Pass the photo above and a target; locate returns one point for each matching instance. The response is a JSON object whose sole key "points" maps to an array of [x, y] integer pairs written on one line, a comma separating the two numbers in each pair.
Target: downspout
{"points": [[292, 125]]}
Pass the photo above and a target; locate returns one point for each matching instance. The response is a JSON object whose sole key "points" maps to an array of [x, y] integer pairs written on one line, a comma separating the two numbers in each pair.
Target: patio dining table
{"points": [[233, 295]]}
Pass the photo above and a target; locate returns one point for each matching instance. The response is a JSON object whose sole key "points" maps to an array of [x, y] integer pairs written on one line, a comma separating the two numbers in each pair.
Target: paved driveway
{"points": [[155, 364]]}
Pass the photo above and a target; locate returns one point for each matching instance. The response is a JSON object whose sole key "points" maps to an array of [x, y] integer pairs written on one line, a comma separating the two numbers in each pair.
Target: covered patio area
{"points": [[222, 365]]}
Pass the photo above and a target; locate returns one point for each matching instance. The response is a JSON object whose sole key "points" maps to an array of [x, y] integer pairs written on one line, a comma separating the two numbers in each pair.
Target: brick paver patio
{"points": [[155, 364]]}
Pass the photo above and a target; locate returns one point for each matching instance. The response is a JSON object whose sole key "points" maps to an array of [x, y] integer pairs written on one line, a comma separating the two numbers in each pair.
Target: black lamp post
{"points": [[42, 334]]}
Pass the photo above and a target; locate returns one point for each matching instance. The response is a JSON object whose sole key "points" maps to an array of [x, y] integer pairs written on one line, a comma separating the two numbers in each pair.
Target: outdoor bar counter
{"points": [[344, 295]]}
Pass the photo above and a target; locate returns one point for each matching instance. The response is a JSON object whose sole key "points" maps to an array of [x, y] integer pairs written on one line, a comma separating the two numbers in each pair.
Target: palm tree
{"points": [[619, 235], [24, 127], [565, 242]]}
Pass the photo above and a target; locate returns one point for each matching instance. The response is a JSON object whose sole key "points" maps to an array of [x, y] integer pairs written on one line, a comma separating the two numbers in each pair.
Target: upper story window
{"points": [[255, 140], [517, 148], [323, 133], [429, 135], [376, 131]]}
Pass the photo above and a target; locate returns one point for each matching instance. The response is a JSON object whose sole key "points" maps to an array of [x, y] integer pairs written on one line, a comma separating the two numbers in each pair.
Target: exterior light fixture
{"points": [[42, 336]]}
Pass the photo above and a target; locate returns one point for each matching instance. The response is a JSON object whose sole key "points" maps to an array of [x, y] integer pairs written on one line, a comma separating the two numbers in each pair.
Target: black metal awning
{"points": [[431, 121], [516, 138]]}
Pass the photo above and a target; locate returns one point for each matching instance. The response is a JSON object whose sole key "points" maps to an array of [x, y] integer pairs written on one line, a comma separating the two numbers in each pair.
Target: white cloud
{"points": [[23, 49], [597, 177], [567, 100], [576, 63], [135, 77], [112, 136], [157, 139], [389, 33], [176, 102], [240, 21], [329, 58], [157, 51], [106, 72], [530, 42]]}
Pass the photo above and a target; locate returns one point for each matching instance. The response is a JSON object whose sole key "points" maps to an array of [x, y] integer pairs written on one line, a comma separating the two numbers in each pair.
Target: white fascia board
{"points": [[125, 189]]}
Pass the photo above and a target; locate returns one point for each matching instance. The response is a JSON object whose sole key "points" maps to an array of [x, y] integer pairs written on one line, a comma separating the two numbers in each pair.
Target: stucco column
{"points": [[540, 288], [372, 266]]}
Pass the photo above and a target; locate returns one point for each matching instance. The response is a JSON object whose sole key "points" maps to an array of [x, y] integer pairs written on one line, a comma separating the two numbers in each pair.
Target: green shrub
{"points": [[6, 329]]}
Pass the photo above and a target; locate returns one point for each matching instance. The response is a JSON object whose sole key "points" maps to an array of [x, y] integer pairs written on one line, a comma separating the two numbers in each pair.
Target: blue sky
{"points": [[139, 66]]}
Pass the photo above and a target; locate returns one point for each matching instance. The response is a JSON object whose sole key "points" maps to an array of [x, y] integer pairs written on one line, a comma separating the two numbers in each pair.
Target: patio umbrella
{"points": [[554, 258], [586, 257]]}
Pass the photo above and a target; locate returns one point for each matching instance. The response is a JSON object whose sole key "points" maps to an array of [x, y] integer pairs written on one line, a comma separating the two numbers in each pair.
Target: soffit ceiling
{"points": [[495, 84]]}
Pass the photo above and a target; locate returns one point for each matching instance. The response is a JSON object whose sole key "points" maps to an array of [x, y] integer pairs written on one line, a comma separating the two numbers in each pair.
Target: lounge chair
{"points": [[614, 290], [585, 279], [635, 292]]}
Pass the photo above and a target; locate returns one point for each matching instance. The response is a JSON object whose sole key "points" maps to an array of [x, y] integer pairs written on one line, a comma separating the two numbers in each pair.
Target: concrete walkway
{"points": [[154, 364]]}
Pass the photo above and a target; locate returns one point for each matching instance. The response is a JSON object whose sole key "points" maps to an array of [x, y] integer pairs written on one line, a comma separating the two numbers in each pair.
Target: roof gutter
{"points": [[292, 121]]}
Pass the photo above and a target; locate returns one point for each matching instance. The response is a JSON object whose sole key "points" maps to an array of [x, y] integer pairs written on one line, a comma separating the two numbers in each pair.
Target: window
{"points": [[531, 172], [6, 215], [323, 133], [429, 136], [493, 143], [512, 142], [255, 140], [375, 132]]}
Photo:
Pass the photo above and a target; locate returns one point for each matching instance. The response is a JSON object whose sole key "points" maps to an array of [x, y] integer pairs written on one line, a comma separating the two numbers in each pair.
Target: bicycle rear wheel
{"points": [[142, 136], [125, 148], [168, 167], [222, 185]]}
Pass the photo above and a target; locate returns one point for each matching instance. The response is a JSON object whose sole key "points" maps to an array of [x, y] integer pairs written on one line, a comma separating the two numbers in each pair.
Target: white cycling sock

Exercise description: How many lines of the records contain the word "black"? Reply with the number alone.

Expected answer: 2